Problem statement>
Quote exactly, and only, the lines of the material below from the line with "Target: open mouth" through the line with "Target: beard".

=====

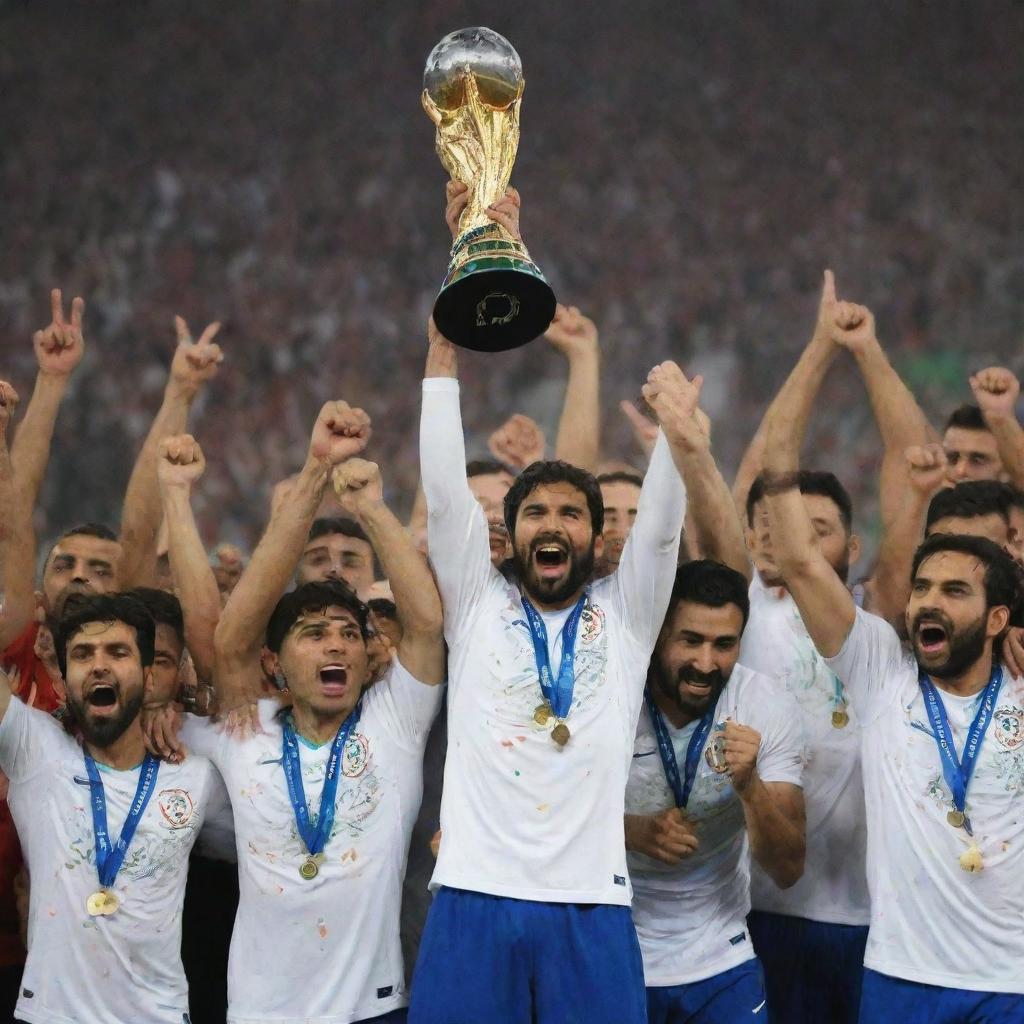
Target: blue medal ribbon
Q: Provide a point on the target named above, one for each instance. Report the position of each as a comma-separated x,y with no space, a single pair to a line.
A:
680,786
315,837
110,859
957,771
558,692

=====

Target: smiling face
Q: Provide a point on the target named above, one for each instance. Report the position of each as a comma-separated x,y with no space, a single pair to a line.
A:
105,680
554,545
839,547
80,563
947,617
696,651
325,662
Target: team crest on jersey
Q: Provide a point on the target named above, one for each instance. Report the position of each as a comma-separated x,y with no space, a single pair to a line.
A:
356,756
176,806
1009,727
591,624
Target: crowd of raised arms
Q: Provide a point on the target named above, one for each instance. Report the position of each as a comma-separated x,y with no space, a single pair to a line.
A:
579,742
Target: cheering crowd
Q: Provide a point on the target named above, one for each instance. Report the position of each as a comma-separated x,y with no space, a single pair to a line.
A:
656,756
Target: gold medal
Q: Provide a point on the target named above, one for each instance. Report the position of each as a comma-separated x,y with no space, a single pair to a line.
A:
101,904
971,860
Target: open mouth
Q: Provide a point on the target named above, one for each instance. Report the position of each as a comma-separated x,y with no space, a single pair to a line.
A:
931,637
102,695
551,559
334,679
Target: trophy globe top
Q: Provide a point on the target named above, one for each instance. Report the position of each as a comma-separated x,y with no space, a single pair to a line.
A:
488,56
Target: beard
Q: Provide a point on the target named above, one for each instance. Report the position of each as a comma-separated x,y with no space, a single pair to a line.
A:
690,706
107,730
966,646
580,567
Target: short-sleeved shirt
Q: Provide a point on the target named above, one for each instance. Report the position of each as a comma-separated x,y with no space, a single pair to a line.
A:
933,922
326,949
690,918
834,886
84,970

=====

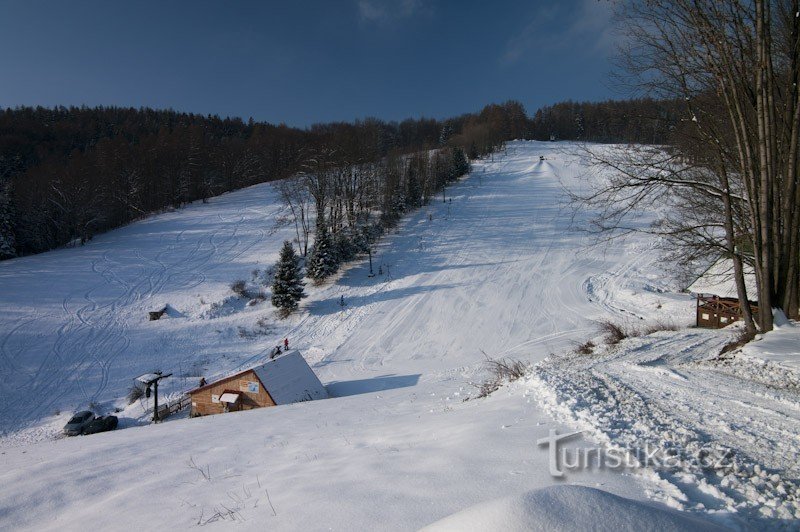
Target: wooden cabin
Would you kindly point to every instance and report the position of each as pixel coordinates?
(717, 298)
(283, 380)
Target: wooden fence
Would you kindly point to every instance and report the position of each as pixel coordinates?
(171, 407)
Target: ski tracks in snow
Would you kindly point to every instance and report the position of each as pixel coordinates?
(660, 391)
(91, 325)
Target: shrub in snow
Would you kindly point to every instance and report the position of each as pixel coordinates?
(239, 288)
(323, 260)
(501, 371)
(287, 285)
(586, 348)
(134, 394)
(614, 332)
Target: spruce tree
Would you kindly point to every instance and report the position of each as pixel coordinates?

=====

Task solution>
Target: open mouth
Q: Provide a point on the target named above, one for each instance. Report the position of each as a comma-separated x,y with no space, a single pair to a line.
A:
931,637
102,695
551,559
334,679
Target: trophy globe top
Q: Provide a point on the target named above, one for each instance. Report the position of each as a comma-separated x,y with no space, a single pair to a line.
A:
488,56
Target: beard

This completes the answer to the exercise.